Text to read:

But that commitment was not one-sided. Arthur cashed in one chip right there on Saranac Avenue for my return to Columbia with him. He would have other chips of mine to cash in later. He cashed in one with me when he needed money for his early career in music. He used to send me every record he made, asking for my opinion. He needed my opinion, too, about every breakup with a girlfriend and later about many of his family concerns.
I had always thought that Arthur would be recognized as one of the greatest architects in the world. At Columbia, I had listened to his concepts about how we ought to live as human beings, both spiritually and physically. He knew precisely what environments he would create to achieve this. I had seen him examine the Seagram Building inch by inch, seen him enthralled with Ayn Rand’s monomaniac architect hero Howard Roark, seen him spend endless hours making sketches and drawing plans.
Arthur and I often quoted these lines from Our Town:
Do any human beings ever realize life while they live it—every, every minute?

Information supplied:

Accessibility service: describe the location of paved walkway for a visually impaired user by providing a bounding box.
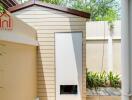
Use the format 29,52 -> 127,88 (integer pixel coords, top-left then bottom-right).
87,87 -> 121,96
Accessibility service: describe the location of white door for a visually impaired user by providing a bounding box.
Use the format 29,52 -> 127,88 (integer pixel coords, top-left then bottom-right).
55,32 -> 82,100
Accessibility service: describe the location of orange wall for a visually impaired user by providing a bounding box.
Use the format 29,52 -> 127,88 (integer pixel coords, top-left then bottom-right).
0,41 -> 37,100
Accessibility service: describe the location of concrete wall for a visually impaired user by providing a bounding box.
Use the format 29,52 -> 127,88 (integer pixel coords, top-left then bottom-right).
0,41 -> 37,100
14,6 -> 87,100
86,21 -> 121,73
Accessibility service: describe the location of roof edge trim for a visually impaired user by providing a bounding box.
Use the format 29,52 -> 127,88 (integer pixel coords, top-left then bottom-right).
8,1 -> 90,19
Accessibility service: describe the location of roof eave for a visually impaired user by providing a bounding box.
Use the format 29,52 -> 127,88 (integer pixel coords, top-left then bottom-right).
8,1 -> 90,19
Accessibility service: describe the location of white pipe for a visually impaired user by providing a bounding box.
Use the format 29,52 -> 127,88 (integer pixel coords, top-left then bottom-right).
121,0 -> 130,100
107,23 -> 113,72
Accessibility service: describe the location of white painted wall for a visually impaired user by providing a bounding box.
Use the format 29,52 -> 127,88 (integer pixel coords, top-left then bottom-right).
55,33 -> 82,100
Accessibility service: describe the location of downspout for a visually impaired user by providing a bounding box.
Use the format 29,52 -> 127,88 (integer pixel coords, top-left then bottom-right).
107,22 -> 114,73
121,0 -> 131,100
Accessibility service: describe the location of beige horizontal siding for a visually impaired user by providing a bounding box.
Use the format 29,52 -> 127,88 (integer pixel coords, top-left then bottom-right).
14,6 -> 86,100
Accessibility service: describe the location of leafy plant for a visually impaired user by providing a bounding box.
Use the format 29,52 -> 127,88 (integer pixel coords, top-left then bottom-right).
0,3 -> 5,13
87,71 -> 121,89
40,0 -> 64,5
108,72 -> 121,88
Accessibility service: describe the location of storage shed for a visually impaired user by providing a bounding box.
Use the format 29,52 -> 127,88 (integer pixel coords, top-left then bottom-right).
8,0 -> 90,100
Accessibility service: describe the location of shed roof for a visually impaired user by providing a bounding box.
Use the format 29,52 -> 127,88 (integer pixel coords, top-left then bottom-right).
0,0 -> 18,9
8,0 -> 90,18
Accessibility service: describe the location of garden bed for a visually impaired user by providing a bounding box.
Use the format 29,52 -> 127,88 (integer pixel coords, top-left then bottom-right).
87,87 -> 121,96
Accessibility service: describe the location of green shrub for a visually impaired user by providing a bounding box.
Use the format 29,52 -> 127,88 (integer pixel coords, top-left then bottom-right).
87,71 -> 121,89
108,72 -> 121,88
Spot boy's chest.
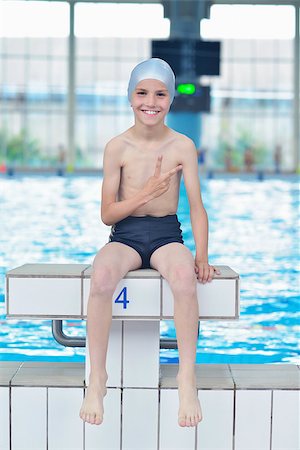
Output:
[122,149,180,185]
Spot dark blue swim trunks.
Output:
[109,214,183,269]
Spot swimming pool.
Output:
[0,176,299,364]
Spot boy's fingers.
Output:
[154,155,162,177]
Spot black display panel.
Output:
[152,39,221,77]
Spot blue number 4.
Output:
[115,286,129,309]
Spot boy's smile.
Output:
[131,79,170,124]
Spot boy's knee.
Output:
[91,266,119,295]
[169,264,197,295]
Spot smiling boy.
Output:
[80,58,218,426]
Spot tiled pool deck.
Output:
[0,362,300,450]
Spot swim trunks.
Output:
[109,214,183,269]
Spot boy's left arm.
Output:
[182,142,220,283]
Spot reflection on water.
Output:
[0,176,299,363]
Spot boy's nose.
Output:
[146,95,155,106]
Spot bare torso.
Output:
[118,130,184,217]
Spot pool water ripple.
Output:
[0,176,299,363]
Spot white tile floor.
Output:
[0,363,300,450]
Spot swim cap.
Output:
[127,58,175,104]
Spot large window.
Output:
[0,0,295,170]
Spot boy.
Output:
[80,58,218,426]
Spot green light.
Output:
[177,83,196,95]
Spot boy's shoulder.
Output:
[170,128,196,151]
[105,131,130,152]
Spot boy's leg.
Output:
[150,243,202,426]
[80,242,141,425]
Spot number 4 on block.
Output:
[115,286,129,309]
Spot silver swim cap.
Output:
[127,58,175,104]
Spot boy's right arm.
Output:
[101,142,182,225]
[101,142,148,225]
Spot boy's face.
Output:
[131,79,170,125]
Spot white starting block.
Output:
[4,264,299,450]
[6,264,239,450]
[6,264,239,388]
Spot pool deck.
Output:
[0,362,300,450]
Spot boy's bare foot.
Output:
[79,377,107,425]
[177,373,202,427]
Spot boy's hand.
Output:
[195,259,221,284]
[143,155,182,199]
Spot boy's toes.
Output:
[95,415,102,425]
[178,416,186,427]
[185,416,192,427]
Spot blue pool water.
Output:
[0,176,299,363]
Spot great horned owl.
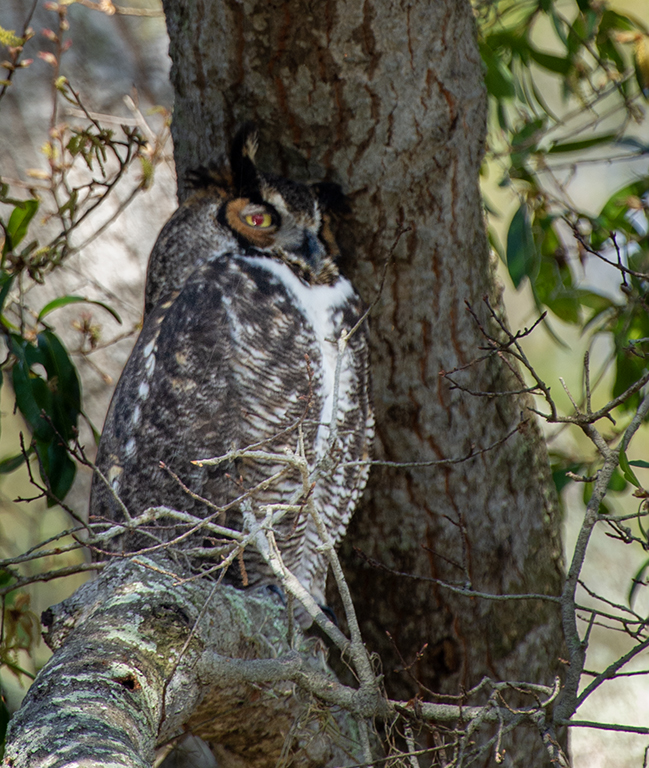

Tasks:
A – Do these statements agree with the passage about Arthur? Answer yes or no for each, quoting the words of the passage that decide it. (i) Arthur sent the narrator every record he made and asked for an opinion. (ii) The narrator had always expected Arthur to be recognized as one of the greatest musicians in the world. (iii) Arthur spent little time on sketches and plans.
B – Can you carry on the passage about Arthur from the point where it stops?

Results by task:
A –
(i) Yes: "He used to send me every record he made, asking for my opinion."
(ii) No: "I had always thought that Arthur would be recognized as one of the greatest architects in the world."
(iii) No: "seen him spend endless hours making sketches and drawing plans."

B –
Stage Manager: “No.”
Pause. “The saints and poets, maybe—they do some.”
It occurred to me then, and has been confirmed ever since, that Arthur is a genuine poet—someone who realizes life “every, every minute.” I believed that, unlike in anyone I had ever met up to that time, his sensibilities had led him to an immediate appreciation of life.
I could hear birds scrambling in the trees as we walked, cars going by. For some reason, there were no other pedestrians out. It was as if this conversation were taking place in the middle of the night, or in the very early morning. I felt myself slipping into an oddly calm frame of mind—the warm feeling when you are about to open a gift from someone you love.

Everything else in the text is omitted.